The full listing below should be returned without a single change.

-=-=-=-=-

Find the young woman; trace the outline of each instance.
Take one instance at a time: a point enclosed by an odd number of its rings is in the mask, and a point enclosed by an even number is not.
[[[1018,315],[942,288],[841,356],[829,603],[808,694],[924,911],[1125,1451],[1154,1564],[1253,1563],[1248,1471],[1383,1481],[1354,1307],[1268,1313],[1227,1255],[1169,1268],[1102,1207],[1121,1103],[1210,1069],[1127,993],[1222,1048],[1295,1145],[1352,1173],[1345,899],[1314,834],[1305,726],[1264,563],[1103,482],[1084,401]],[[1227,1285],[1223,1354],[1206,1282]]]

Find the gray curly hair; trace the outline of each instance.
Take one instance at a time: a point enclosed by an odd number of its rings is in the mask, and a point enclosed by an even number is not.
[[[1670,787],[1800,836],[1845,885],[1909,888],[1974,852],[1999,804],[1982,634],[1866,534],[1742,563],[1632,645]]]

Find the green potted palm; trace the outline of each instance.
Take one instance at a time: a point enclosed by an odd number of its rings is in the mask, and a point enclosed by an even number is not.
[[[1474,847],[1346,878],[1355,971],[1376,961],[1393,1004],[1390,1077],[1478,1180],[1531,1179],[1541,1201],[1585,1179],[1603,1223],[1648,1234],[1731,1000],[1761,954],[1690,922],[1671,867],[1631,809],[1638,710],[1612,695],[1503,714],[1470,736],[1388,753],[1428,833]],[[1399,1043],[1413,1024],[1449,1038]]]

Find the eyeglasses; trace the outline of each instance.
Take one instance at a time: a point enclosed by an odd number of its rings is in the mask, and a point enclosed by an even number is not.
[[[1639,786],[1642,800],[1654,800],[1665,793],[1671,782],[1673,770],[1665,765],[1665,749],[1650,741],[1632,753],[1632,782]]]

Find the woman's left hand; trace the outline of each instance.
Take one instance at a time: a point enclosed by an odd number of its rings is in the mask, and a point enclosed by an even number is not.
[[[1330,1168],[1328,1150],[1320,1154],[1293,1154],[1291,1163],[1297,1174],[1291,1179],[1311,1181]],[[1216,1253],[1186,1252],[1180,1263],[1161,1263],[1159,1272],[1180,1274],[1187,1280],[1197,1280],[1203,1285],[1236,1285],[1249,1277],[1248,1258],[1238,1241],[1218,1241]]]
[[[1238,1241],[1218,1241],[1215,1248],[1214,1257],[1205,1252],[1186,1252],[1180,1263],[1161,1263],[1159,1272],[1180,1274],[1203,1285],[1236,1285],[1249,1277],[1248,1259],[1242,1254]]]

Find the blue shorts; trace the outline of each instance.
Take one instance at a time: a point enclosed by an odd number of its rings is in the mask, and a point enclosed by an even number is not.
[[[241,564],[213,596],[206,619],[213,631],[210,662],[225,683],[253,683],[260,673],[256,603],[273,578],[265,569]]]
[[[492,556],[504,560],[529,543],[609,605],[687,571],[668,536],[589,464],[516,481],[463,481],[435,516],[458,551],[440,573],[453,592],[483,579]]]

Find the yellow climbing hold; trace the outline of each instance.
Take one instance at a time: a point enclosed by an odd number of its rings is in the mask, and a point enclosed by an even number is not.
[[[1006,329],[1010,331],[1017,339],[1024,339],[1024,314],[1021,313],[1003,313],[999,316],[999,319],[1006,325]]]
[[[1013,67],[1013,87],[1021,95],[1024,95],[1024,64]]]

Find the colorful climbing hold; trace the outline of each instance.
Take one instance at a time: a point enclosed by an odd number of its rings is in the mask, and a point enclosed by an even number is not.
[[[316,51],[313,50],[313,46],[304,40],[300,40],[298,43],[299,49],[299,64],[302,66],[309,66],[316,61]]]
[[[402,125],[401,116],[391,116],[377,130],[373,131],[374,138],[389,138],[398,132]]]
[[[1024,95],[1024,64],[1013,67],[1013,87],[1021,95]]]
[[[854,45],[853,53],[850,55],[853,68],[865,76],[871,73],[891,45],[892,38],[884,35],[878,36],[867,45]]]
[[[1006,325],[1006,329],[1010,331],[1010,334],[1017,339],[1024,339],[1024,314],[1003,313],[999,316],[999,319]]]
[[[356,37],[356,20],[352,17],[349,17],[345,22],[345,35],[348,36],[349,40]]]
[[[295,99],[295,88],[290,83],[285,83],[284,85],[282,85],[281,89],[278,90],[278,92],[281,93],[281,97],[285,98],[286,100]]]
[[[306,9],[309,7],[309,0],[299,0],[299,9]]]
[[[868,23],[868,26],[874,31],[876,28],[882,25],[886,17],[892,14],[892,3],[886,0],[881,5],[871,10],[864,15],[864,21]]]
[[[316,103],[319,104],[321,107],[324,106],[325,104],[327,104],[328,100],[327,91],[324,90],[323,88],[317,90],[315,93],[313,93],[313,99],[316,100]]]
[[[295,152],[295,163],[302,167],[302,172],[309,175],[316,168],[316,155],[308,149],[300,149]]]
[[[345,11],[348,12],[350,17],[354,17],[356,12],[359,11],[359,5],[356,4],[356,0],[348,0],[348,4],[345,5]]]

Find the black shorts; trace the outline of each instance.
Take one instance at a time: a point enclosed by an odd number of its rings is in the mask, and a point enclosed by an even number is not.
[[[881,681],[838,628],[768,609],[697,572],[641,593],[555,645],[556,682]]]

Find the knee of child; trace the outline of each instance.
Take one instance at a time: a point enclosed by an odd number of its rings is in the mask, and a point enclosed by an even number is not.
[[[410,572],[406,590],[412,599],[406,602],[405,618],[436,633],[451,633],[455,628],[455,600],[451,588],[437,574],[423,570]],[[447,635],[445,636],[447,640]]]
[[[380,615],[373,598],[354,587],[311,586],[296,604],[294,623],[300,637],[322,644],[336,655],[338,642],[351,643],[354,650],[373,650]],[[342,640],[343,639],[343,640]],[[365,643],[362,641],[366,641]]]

-=-=-=-=-

(TASK ANSWER):
Find the young woman; trace the outline of each instance.
Take one instance at a time: a point enclosed by an odd number of its rings is in the mask, and a point enclosed by an even number is not.
[[[1018,315],[942,288],[841,356],[829,603],[808,694],[924,911],[1125,1451],[1154,1564],[1253,1563],[1248,1471],[1383,1481],[1354,1307],[1268,1313],[1227,1255],[1169,1268],[1102,1207],[1121,1103],[1210,1069],[1127,993],[1222,1048],[1295,1145],[1352,1173],[1345,899],[1314,834],[1305,726],[1264,563],[1103,482],[1084,401]],[[1227,1285],[1223,1354],[1206,1282]]]

Find the gray curly hair; trace the outline of each instance.
Take one instance at a time: a point enclosed by an odd number of its rings is in the mask, and a point enclosed by an even number is not.
[[[1670,787],[1800,836],[1845,885],[1909,888],[1974,852],[1999,804],[1982,634],[1866,534],[1742,563],[1632,645]]]

Find the green potted palm; trace the outline of each instance.
Take one instance at a time: a point enclosed by an odd number of its rings is in the mask, and a point enclosed by an even number is not.
[[[1474,847],[1346,878],[1355,971],[1376,961],[1393,1004],[1390,1077],[1478,1180],[1531,1179],[1541,1201],[1585,1179],[1603,1223],[1648,1234],[1731,1000],[1761,954],[1690,922],[1671,867],[1631,809],[1638,710],[1612,695],[1503,714],[1470,736],[1388,753],[1428,833]],[[1399,1043],[1413,1024],[1449,1038]]]

Find the eyeglasses; trace the outline of each instance.
Take one instance at a time: a point enclosed by an odd number of its rings is in the mask, and a point enclosed by an even number is not.
[[[1639,786],[1642,800],[1654,800],[1665,793],[1671,782],[1673,770],[1665,765],[1665,749],[1650,741],[1632,753],[1632,782]]]

Find the woman's left hand; trace the outline of each instance.
Take one instance at a time: a point enclosed by an odd number of its rings is in the mask, and a point enclosed by an even number is not.
[[[1330,1168],[1328,1150],[1320,1154],[1293,1154],[1291,1163],[1297,1174],[1291,1179],[1311,1181]],[[1216,1253],[1186,1252],[1180,1263],[1161,1263],[1159,1272],[1180,1274],[1187,1280],[1197,1280],[1203,1285],[1236,1285],[1249,1277],[1248,1258],[1238,1241],[1218,1241]]]
[[[1238,1241],[1218,1241],[1215,1248],[1214,1257],[1205,1252],[1186,1252],[1180,1263],[1161,1263],[1159,1272],[1180,1274],[1203,1285],[1236,1285],[1249,1277],[1248,1259],[1242,1254]]]

Find the blue shorts; trace the outline of each instance.
Take one instance at a time: a point enclosed by an odd number of its rings is in the mask, and a point enclosed by an even number is not.
[[[241,564],[213,596],[206,619],[213,631],[210,662],[225,683],[253,683],[260,673],[256,603],[273,578],[265,569]]]
[[[492,556],[504,560],[529,543],[609,605],[687,571],[668,536],[589,464],[516,481],[463,481],[435,516],[458,551],[440,573],[453,592],[483,579]]]

Find the yellow climbing hold; trace the outline of each instance.
Take one instance at a time: a point enclosed by an odd number of its rings is in the mask, and a point enclosed by an even number is not.
[[[1006,329],[1010,331],[1017,339],[1024,339],[1024,314],[1021,313],[1003,313],[999,316],[999,319],[1006,325]]]
[[[1013,67],[1013,87],[1021,95],[1024,95],[1024,64]]]

Find the colorful climbing hold; trace the outline of each instance.
Take one instance at a time: a point enclosed by an odd number of its rings is in the mask, and a point enclosed by an even number is not.
[[[316,51],[313,50],[313,46],[304,40],[300,40],[298,43],[299,49],[299,64],[302,66],[309,66],[316,61]]]
[[[402,125],[401,116],[391,116],[377,130],[373,131],[374,138],[389,138],[398,132]]]
[[[1024,95],[1024,64],[1013,67],[1013,87],[1021,95]]]
[[[854,45],[853,53],[850,55],[853,68],[865,76],[871,73],[891,45],[892,38],[884,35],[878,36],[867,45]]]
[[[1006,325],[1006,329],[1010,331],[1010,334],[1017,339],[1024,339],[1024,314],[1003,313],[999,316],[999,319]]]
[[[356,37],[356,20],[352,17],[349,17],[345,22],[345,35],[348,36],[349,40]]]
[[[295,99],[295,88],[290,83],[285,83],[284,85],[282,85],[281,89],[278,90],[278,92],[281,93],[281,97],[285,98],[286,100]]]
[[[306,9],[309,7],[309,0],[299,0],[299,9]]]
[[[868,23],[868,26],[874,31],[876,28],[882,25],[886,17],[892,14],[892,3],[886,0],[881,5],[871,10],[864,15],[864,21]]]
[[[316,103],[319,104],[321,107],[324,106],[325,104],[327,104],[328,100],[327,91],[324,90],[323,88],[317,90],[315,93],[313,93],[313,99],[316,100]]]
[[[295,152],[295,163],[302,167],[302,172],[309,175],[316,168],[316,155],[308,149],[300,149]]]
[[[345,11],[348,12],[350,17],[354,17],[356,12],[359,11],[359,5],[356,4],[356,0],[348,0],[348,4],[345,5]]]

Find the black shorts; trace the outline of each instance.
Take one instance at a time: a point enclosed by an odd number of its rings is in the mask, and a point enclosed by an even number is not.
[[[881,681],[838,628],[768,609],[697,572],[641,593],[555,645],[556,682]]]

Find the knee of child; trace the outline of each instance.
Take one instance at a time: a point enclosed by an odd number of its rings is in the mask, and a point enclosed by an even number is not.
[[[410,572],[406,590],[412,599],[406,602],[405,618],[436,633],[451,633],[455,628],[455,600],[451,588],[437,574],[423,570]],[[447,635],[445,636],[447,640]]]
[[[380,615],[373,598],[354,587],[311,586],[296,604],[294,623],[300,637],[322,644],[336,655],[338,642],[351,643],[354,650],[373,650]],[[342,640],[343,639],[343,640]],[[365,643],[362,641],[366,641]]]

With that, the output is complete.